Stored data entries
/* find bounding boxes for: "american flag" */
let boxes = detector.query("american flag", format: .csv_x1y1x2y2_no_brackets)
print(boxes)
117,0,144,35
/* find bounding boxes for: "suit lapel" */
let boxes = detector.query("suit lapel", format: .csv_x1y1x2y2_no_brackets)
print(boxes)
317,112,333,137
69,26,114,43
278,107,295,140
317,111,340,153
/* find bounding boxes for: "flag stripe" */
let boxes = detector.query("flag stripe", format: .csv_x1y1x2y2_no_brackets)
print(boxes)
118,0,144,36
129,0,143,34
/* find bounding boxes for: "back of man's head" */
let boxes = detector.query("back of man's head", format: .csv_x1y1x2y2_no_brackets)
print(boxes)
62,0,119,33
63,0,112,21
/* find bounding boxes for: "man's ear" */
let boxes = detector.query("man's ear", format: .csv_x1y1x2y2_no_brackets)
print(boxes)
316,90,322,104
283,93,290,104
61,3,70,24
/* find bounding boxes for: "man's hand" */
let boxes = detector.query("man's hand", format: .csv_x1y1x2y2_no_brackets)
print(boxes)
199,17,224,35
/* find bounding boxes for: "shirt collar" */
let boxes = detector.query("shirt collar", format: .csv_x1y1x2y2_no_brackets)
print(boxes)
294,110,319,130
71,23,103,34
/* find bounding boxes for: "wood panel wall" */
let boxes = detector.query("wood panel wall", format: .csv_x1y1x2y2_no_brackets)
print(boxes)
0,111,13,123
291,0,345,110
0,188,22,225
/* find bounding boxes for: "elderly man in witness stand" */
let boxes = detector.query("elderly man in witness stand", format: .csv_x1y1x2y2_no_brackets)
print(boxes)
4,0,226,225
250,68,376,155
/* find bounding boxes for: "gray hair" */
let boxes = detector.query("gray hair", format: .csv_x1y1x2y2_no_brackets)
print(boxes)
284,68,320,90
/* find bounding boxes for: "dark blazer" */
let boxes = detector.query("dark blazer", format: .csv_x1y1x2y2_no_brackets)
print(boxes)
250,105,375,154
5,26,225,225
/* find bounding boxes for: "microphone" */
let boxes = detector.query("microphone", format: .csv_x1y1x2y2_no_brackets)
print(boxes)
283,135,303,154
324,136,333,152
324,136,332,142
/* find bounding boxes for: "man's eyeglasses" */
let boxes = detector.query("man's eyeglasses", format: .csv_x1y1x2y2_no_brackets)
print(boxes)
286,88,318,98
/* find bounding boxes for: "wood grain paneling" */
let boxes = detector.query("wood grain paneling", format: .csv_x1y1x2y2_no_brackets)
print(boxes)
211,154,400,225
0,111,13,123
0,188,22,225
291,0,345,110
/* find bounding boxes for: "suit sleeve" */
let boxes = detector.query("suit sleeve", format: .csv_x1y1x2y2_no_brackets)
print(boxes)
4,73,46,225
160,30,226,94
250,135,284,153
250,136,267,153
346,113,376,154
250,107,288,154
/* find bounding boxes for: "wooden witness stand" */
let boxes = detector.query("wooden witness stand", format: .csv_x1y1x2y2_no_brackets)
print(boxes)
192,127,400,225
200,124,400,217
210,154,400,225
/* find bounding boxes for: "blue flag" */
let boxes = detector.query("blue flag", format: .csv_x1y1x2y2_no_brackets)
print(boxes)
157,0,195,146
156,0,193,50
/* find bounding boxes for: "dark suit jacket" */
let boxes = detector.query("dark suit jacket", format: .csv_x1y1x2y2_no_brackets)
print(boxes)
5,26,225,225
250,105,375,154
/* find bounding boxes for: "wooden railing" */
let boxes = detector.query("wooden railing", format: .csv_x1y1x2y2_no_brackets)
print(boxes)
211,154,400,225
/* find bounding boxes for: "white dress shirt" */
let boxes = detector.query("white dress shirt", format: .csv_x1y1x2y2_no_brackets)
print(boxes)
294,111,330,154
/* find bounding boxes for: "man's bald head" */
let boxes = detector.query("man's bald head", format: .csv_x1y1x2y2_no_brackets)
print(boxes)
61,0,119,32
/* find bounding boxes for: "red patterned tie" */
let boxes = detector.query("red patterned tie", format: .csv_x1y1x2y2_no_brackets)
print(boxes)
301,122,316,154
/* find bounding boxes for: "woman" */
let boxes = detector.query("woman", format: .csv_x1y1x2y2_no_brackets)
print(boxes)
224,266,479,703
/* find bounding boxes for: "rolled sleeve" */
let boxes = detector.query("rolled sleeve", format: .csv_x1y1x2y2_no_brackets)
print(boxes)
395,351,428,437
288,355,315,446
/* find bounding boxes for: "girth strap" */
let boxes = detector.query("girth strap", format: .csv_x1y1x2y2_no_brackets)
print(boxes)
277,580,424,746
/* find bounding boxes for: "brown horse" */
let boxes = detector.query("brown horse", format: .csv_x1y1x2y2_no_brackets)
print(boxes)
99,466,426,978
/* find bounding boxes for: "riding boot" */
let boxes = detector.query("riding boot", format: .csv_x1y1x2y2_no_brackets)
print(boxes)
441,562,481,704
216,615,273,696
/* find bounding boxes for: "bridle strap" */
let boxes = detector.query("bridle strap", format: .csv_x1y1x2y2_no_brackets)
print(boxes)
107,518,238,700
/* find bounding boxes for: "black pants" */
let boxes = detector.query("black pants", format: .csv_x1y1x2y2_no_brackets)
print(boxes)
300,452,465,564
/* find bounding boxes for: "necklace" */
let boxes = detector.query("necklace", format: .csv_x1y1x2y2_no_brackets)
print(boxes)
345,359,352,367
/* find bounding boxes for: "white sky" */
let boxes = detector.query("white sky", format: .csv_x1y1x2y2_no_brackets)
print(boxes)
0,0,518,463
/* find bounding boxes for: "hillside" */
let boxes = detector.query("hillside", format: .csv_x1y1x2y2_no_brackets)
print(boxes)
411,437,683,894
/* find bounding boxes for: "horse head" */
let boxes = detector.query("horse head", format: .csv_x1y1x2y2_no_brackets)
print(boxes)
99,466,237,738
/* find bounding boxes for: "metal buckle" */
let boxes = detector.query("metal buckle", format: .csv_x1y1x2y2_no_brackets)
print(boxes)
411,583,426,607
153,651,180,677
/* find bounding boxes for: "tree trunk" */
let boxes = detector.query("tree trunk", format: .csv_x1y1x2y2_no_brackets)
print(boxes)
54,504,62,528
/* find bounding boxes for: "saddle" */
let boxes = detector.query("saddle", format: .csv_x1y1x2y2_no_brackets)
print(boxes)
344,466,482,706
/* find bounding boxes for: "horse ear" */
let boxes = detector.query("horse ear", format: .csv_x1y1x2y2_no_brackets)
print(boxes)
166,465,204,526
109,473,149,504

Exercise description :: Set out the records again, exactly as they appear above.

Final answer ::
/* find bounding boxes for: "american flag" */
let boxes = detector.query("american flag", format: .csv_x1y1x2y2_no_brackets)
print(boxes)
117,0,144,35
/* find bounding boxes for: "suit lapel" */
let boxes = detector.query("suit lapel", format: .csv_x1y1x2y2_no_brackets)
print(boxes)
317,112,333,137
69,26,114,43
278,107,295,140
317,111,340,153
/* find bounding boxes for: "flag stripe" */
let boxes = detector.query("flag stripe", format: .csv_x1y1x2y2_no_brackets)
print(boxes)
118,0,144,36
129,0,143,34
/* find bounding boxes for: "back of man's head" */
let boxes = detector.query("back of man's head", format: .csv_x1y1x2y2_no_brackets)
print(boxes)
62,0,119,33
63,0,112,21
/* find bounding boxes for: "man's ear" */
let boxes = detector.query("man's ear", format: .csv_x1y1x2y2_no_brackets)
print(boxes)
316,90,322,104
283,93,290,104
61,3,70,24
/* find bounding boxes for: "man's hand" */
let boxes = detector.query("man's hand", format: .csv_x1y1x2y2_no_brackets)
print(boxes)
199,17,224,35
/* find bounding boxes for: "shirt collar" */
let boxes = detector.query("shirt collar", format: .csv_x1y1x2y2_no_brackets)
print(boxes)
294,110,319,130
71,23,103,34
/* find bounding boxes for: "wood panel wall" */
let boxes = detector.query("wood panel wall", format: .csv_x1y1x2y2_no_brackets)
print(boxes)
0,111,13,123
291,0,345,110
0,188,22,225
/* find bounding boxes for: "elderly man in witness stand" */
let boxes = detector.query("elderly man in witness stand", format: .csv_x1y1x2y2_no_brackets)
print(boxes)
4,0,226,225
250,68,376,155
/* find bounding boxes for: "gray hair" */
let boxes = detector.query("gray hair", format: .csv_x1y1x2y2_no_brackets)
print(boxes)
284,68,320,90
/* find bounding boxes for: "dark blazer" */
let boxes = detector.query("dark blazer", format: .csv_x1y1x2y2_no_brackets)
print(boxes)
250,105,375,154
5,26,225,225
/* find bounding boxes for: "microphone" */
let boxes = detector.query("microphone", format: .csv_x1y1x2y2_no_brackets)
print(boxes)
283,135,303,154
324,136,333,152
324,136,332,142
/* find bounding boxes for: "man's eyeglasses" */
let boxes = detector.query("man's eyeglasses", format: .csv_x1y1x2y2_no_brackets)
print(boxes)
286,88,318,98
/* find bounding boxes for: "wood grain paneling" */
let boxes = detector.query("wood grain paneling", format: .csv_x1y1x2y2_no_brackets)
print(boxes)
211,154,400,225
0,111,13,123
0,188,22,225
291,0,345,110
/* find bounding boxes for: "suit sleeve" */
let boxes = detector.query("suit sleeve", format: .csv_x1y1x2y2_no_brackets)
print(boxes)
4,73,46,225
160,30,226,94
250,135,284,153
250,136,267,153
346,113,376,154
250,107,288,154
/* find bounding boxes for: "wooden witness stand" */
let boxes = detector.query("wooden witness stand", format: .csv_x1y1x2y2_no_brackets)
print(boxes)
192,127,400,225
200,124,400,217
210,154,400,225
/* find bounding boxes for: "blue flag" */
let boxes = detector.query("blue flag", format: .csv_x1y1x2y2_no_brackets)
print(boxes)
157,0,195,146
156,0,193,50
/* find bounding boxes for: "dark suit jacket" */
let boxes = detector.query("dark suit jacket", format: .csv_x1y1x2y2_no_brackets)
print(boxes)
5,26,225,225
250,105,375,154
/* find bounding boxes for: "wooden railing" */
let boxes = detector.query("wooden railing", format: .csv_x1y1x2y2_no_brackets)
print(boxes)
211,154,400,225
/* find bounding boxes for: "white dress shirt" */
let boxes = detector.query("white dress shirt", format: .csv_x1y1x2y2_no_brackets)
print(boxes)
294,111,330,154
/* find bounding boxes for: "man's bald head" */
let boxes = detector.query("man's bald head", format: .csv_x1y1x2y2_no_brackets)
print(boxes)
61,0,119,32
/* find bounding boxes for: "red patterned tie" */
let boxes = detector.query("red patterned tie", format: .csv_x1y1x2y2_no_brackets)
print(boxes)
301,122,316,154
/* find bounding boxes for: "woman" */
let boxes = detector.query("woman", format: .csv_x1y1x2y2_no_brackets)
print(boxes)
224,266,479,703
/* find bounding boxes for: "rolled sleeve" */
let boxes = detector.query("rolled sleeve", format: .csv_x1y1x2y2_no_brackets)
print(boxes)
395,351,428,437
288,355,315,446
/* find bounding boxes for: "girth strap" */
let boxes = detector.query("girth strap", format: .csv_x1y1x2y2_no_brackets)
print(boxes)
277,580,424,746
/* find bounding boxes for: "brown horse" */
let boxes = detector.query("brown horse", format: .csv_x1y1x2y2_no_brackets)
print(boxes)
99,466,426,978
/* find bounding boxes for: "riding boot" */
let boxes = detector.query("riding boot", format: .csv_x1y1x2y2_no_brackets)
print(boxes)
441,562,481,704
216,615,273,696
/* find bounding boxes for: "bridle strap" */
let boxes = detector.query("bridle strap", format: .csv_x1y1x2y2_no_brackets)
print(boxes)
107,518,238,700
/* find bounding boxes for: "black pants" */
let boxes = detector.query("black pants", format: .csv_x1y1x2y2_no_brackets)
print(boxes)
300,452,465,564
/* find bounding boxes for: "necklace" */
let boxes = detector.query("necklace", format: .csv_x1y1x2y2_no_brackets)
print(boxes)
345,359,352,367
/* find bounding boxes for: "white sky" */
let boxes = detector.query("white sky", format: .csv_x1y1x2y2_no_brackets)
print(boxes)
0,0,518,463
/* find bounding boxes for: "hillside" */
let boxes = detector.query("hillside", format: .csv_x1y1x2y2_no_brackets)
print(boxes)
411,437,683,894
/* find bounding boxes for: "horse head" */
let boxes = detector.query("horse head", format: .csv_x1y1x2y2_no_brackets)
print(boxes)
99,466,237,738
/* find bounding boxes for: "metal buckle" */
let boxes = detector.query("metal buckle", format: .csv_x1y1x2y2_no_brackets)
print(boxes)
411,583,426,607
153,651,180,677
/* find bounding boxes for: "tree trunk" */
let boxes = detector.query("tree trunk", format: .csv_x1y1x2y2_no_brackets)
print(boxes)
54,504,62,528
/* find bounding boxes for: "saddle" */
let boxes = detector.query("saddle", format: .csv_x1y1x2y2_no_brackets)
print(boxes)
344,466,482,706
/* find bounding boxes for: "horse ear" */
let boxes = detector.query("horse ear", format: .csv_x1y1x2y2_no_brackets)
print(boxes)
166,465,204,526
109,473,149,504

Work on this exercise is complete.